Natural language region descriptions:
· · · · · · ·

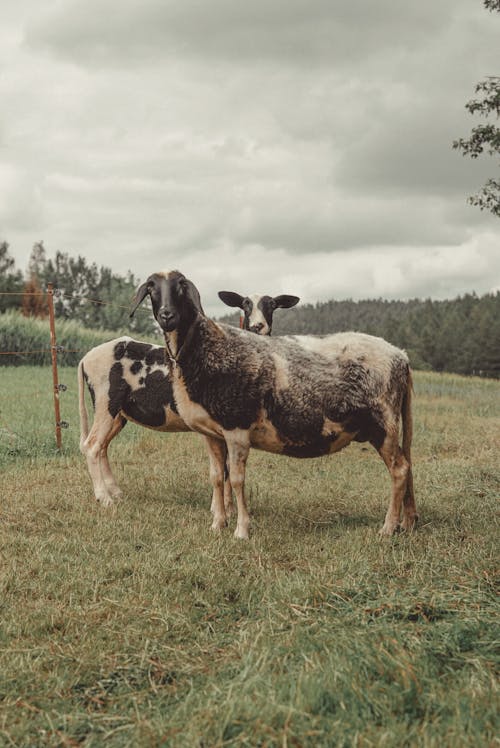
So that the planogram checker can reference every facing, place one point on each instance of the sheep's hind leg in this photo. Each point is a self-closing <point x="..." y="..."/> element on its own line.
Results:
<point x="92" y="448"/>
<point x="399" y="470"/>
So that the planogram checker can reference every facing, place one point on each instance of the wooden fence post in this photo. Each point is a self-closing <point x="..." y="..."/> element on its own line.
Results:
<point x="53" y="348"/>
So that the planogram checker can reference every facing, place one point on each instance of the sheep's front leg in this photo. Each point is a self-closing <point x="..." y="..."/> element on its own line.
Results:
<point x="238" y="446"/>
<point x="216" y="454"/>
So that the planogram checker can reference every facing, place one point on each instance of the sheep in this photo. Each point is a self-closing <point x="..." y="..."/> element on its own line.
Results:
<point x="129" y="381"/>
<point x="302" y="396"/>
<point x="258" y="309"/>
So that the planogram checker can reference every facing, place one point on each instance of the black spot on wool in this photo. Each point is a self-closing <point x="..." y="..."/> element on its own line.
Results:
<point x="147" y="403"/>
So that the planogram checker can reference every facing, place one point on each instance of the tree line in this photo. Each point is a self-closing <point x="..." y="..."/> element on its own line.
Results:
<point x="461" y="335"/>
<point x="94" y="296"/>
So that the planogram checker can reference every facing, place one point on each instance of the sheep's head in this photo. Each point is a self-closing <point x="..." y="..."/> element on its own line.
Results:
<point x="258" y="310"/>
<point x="174" y="299"/>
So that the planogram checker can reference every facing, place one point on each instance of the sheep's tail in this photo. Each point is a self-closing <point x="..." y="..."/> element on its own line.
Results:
<point x="407" y="417"/>
<point x="84" y="419"/>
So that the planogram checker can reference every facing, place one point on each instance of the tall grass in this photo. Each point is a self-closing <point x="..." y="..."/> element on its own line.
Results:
<point x="139" y="627"/>
<point x="30" y="337"/>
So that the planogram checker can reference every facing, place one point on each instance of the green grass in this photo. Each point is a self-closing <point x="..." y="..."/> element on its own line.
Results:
<point x="139" y="627"/>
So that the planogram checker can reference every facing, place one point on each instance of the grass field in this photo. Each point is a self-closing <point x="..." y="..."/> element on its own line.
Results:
<point x="140" y="627"/>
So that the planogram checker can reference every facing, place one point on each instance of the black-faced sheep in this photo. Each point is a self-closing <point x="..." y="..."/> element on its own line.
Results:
<point x="302" y="396"/>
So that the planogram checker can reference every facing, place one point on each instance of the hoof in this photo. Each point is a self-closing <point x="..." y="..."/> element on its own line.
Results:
<point x="409" y="524"/>
<point x="388" y="530"/>
<point x="105" y="501"/>
<point x="218" y="525"/>
<point x="241" y="534"/>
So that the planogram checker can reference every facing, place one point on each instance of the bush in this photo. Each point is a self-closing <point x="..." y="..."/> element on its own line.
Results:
<point x="26" y="340"/>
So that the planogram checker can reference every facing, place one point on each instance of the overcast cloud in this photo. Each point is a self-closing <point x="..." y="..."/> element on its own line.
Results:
<point x="283" y="146"/>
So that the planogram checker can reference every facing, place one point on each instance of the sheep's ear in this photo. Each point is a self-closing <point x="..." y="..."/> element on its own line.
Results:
<point x="139" y="297"/>
<point x="194" y="296"/>
<point x="285" y="301"/>
<point x="231" y="299"/>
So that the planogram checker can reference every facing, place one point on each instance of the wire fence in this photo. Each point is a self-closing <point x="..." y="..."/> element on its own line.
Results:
<point x="53" y="348"/>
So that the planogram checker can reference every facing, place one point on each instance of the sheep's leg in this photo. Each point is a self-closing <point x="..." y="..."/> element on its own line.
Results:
<point x="228" y="489"/>
<point x="92" y="448"/>
<point x="410" y="516"/>
<point x="113" y="488"/>
<point x="399" y="469"/>
<point x="216" y="454"/>
<point x="238" y="448"/>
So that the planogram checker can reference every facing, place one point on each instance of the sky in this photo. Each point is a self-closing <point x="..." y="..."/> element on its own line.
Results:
<point x="273" y="146"/>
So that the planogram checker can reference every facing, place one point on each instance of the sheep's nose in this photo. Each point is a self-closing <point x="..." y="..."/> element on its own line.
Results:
<point x="164" y="316"/>
<point x="257" y="328"/>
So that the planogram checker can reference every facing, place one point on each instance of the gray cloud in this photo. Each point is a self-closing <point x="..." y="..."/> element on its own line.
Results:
<point x="293" y="31"/>
<point x="277" y="140"/>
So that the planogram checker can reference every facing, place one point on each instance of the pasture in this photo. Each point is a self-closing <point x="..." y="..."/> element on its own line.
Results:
<point x="139" y="627"/>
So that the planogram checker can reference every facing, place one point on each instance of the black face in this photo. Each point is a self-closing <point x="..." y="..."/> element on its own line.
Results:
<point x="173" y="297"/>
<point x="258" y="310"/>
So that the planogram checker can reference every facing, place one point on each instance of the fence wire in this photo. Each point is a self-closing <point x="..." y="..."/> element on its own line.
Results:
<point x="55" y="350"/>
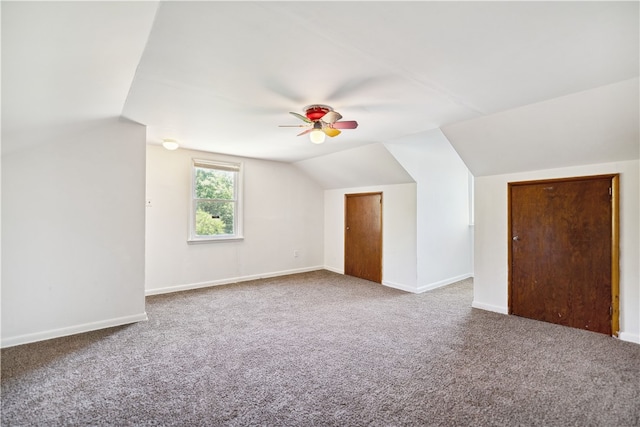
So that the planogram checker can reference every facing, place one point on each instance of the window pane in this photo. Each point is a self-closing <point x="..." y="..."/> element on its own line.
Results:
<point x="214" y="218"/>
<point x="214" y="184"/>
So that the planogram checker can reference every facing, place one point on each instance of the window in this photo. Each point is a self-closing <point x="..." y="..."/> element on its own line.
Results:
<point x="216" y="205"/>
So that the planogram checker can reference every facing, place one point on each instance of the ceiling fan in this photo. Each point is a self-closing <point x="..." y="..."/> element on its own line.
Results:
<point x="321" y="120"/>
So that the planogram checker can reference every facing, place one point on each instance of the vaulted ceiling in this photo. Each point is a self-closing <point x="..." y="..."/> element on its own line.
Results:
<point x="511" y="84"/>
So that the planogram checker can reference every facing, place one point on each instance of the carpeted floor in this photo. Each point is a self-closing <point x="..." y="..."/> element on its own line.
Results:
<point x="318" y="349"/>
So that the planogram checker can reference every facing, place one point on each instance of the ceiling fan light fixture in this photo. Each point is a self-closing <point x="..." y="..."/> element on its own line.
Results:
<point x="317" y="136"/>
<point x="170" y="144"/>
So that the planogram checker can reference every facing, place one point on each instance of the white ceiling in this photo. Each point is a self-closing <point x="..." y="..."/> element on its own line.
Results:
<point x="221" y="76"/>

· · · · · · ·

Give the data again exactly as it stands, apart from the pictures.

So that the planogram checker can reference every facing, place one point on each instance of the sheep's hind leg in this photo. Each point is a self-closing <point x="..." y="..."/> element on its own line.
Results:
<point x="92" y="448"/>
<point x="399" y="470"/>
So that the planogram checker can reference every facing, place one point on each instance of the wooden fence post in this photo. Each point is a self-closing <point x="..." y="..."/> element on its own line.
Results:
<point x="53" y="348"/>
So that the planogram checker can reference every facing, place one point on each instance of the sheep's front leg in this photo. Each point is a self-closing <point x="..." y="..."/> element on its own line.
Results:
<point x="238" y="446"/>
<point x="216" y="454"/>
So that the planogram checker can reference every facing, place one point on each instance of the sheep in this photo. Each point is a self-closing <point x="..." y="..."/> element on its own line.
Results:
<point x="129" y="381"/>
<point x="302" y="396"/>
<point x="258" y="309"/>
So that the planogram checker can reference every facing, place one point on each instance of the black spot on wool in this photo. Each point is a self-closing <point x="..." y="..."/> element on its own line.
Results:
<point x="147" y="403"/>
So that the planogram checker can reference every facing, place one point on each instance of the tree line in this photo. Each point is a self-closing <point x="..." y="..."/> element on its own line.
Results:
<point x="461" y="335"/>
<point x="94" y="296"/>
So that the planogram checker can reference every facing, place one point on each instance of the sheep's head in this photo. Each point is a self-closing <point x="..." y="..."/> element on its own line.
Results:
<point x="258" y="310"/>
<point x="174" y="299"/>
So that the planogram checker can reference every facing, place one point on each instance of the sheep's tail in this photo. Each point is a self-closing <point x="..." y="..."/> element on its own line.
Results:
<point x="407" y="417"/>
<point x="84" y="419"/>
So that the planogram checker can reference every facing, place one point on each instance of the tall grass in this photo. Each point is a self-closing <point x="..." y="..."/> element on its own line.
Results:
<point x="139" y="627"/>
<point x="30" y="337"/>
So that the planogram checker can reference every facing, place one point on each instance of the green grass in this photo. Each point is a self-closing <point x="..." y="..."/> element on its own line.
Results:
<point x="139" y="627"/>
So that the planogram checker can reference every facing, place one point on each instance of the grass field in this photo. Each point is a self-closing <point x="..." y="..."/> element on its own line.
Results:
<point x="140" y="627"/>
So that the planogram checker can reference every facing, place one point on each instance of the black-faced sheep in this photo. Each point is a self-closing <point x="..." y="..."/> element on its own line.
Results:
<point x="302" y="396"/>
So that the planogram checker can reference every facing, place one point on each instance of the hoof in this photo. Each point is a self-closing <point x="..." y="..."/> element on its own line.
Results:
<point x="409" y="524"/>
<point x="388" y="530"/>
<point x="105" y="501"/>
<point x="218" y="525"/>
<point x="241" y="534"/>
So that the planogram checker can reference every facing, place one point on each instance of the bush in this photo. Each point is a self-closing <point x="..." y="..."/> element on its own line.
Results:
<point x="26" y="340"/>
So that the planogram checker can reference every facing, place one point on each instance of the overcast cloud in this photo. Each point is a self-closing <point x="..." y="..."/> element on its own line.
Results:
<point x="283" y="146"/>
So that the planogram checker can reference every facing, place one point on each instance of the sheep's ear in this photo. Each point is a self-closing <point x="..." y="..."/> element on its own line.
Results:
<point x="139" y="297"/>
<point x="194" y="296"/>
<point x="285" y="301"/>
<point x="231" y="299"/>
So that the planogram checker can reference every facing, place one point on each instance of the wire fence in this photo. Each point is a self-closing <point x="..." y="..."/> element on its own line.
Results:
<point x="53" y="348"/>
So that the planogram checker can reference every facing, place one point on each instance of the sheep's leg in this photo. Each point is a self-closing <point x="..." y="..."/> element on its own line.
Results:
<point x="228" y="489"/>
<point x="92" y="448"/>
<point x="410" y="516"/>
<point x="113" y="488"/>
<point x="399" y="469"/>
<point x="216" y="454"/>
<point x="238" y="448"/>
So that the planogram checker can reference every facing, place one point on each instance of the sky in this photo. Each point is a self-closing <point x="..." y="..."/> element on its own line.
Results:
<point x="273" y="146"/>
So that the planogram checker can reference every facing, place one point on each instance of the sheep's nose in this photo. Each point is a self-closing <point x="..." y="..."/> element on its own line.
Results:
<point x="164" y="316"/>
<point x="257" y="328"/>
So that the planogram checker can reference every facing, place one point on each instance of the gray cloud in this photo. Each point is a self-closing <point x="..." y="..."/> element on its own line.
Results:
<point x="293" y="31"/>
<point x="277" y="140"/>
So that the planogram checker can reference every facing, place one point on each instance of the pasture in this photo. Each point is a self-closing <point x="..." y="..."/> element on its own line.
Results:
<point x="139" y="627"/>
So that the planogram checker can reference every facing, place one point on each instance of the black face in this photo. Each point is a self-closing <point x="..." y="..."/> element on its own line.
Results:
<point x="173" y="297"/>
<point x="258" y="310"/>
So that the planogram checker can reference every facing, place one point on each instance of the fence wire in this photo. Each point is a self-closing <point x="..." y="..."/> element on its own line.
Results:
<point x="55" y="350"/>
So that the planogram checker can reference every facing, place one point on each instance of the window pane in this photo. Each point is a self-closing <point x="..." y="..."/> element on its own line.
Results:
<point x="214" y="218"/>
<point x="214" y="184"/>
So that the planogram checker can reference every facing, place one point on each instance of the window in this photo. Each point is a self-closing <point x="..." y="..."/> element on its own line.
Results:
<point x="216" y="205"/>
So that the planogram checker can reference every facing, place one point on each instance of the ceiling fan in this photo. Each point is a self-closing <point x="..." y="..."/> element on its own line.
Results:
<point x="321" y="120"/>
So that the planogram checker can reference every facing, place one point on each instance of the vaulted ceiling in this photo. Each point is a self-closing <point x="..." y="..."/> element on its own line.
Results:
<point x="511" y="84"/>
So that the planogram checker can reference every facing, place one point on each instance of the carpeted floor in this photo. Each point is a self-closing <point x="..." y="..."/> element on its own line.
Results:
<point x="318" y="349"/>
So that the planogram checker can reference every facing, place one point on each instance of the ceiling fan light fixture in this photo. Each point is a self-closing <point x="..." y="..."/> element on its own line.
Results:
<point x="317" y="136"/>
<point x="170" y="144"/>
So that the planogram checker can reference every facing, place one point on each instance of the white ceiling in this photo. Each point is a self-closing <point x="..." y="..."/> element on its own line.
Results:
<point x="221" y="76"/>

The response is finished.